- _Data supplied_
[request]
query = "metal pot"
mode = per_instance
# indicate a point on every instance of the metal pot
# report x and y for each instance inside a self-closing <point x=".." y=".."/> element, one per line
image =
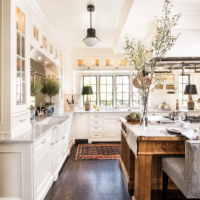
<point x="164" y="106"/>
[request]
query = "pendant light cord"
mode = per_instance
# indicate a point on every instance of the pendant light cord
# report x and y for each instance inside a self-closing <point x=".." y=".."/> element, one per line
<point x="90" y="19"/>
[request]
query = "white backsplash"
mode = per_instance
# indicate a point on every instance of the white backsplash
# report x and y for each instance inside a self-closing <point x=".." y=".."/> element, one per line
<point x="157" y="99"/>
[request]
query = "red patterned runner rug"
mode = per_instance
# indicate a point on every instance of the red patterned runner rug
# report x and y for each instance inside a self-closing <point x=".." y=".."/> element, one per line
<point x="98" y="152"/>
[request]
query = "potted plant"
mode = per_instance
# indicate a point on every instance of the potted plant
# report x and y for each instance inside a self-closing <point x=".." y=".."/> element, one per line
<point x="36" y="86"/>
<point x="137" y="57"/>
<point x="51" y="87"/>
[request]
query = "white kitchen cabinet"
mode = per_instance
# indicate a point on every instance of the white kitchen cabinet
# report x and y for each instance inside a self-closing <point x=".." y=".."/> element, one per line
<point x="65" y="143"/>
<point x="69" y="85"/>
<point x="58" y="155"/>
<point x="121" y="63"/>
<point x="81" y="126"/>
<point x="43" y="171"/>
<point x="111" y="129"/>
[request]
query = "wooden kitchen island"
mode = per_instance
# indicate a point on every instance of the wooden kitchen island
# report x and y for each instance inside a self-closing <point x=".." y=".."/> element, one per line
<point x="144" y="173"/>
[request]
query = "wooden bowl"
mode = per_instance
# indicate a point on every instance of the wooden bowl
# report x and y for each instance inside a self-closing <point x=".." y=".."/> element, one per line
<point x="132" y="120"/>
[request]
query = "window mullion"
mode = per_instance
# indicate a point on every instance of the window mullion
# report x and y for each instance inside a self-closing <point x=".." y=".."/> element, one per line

- _Aim of the task_
Please pull out every line of the lines above that contains the string "backsplash", copying each one in full.

- _Exercise output_
query = "white backsplash"
# indicate a point on every instance of the white backsplash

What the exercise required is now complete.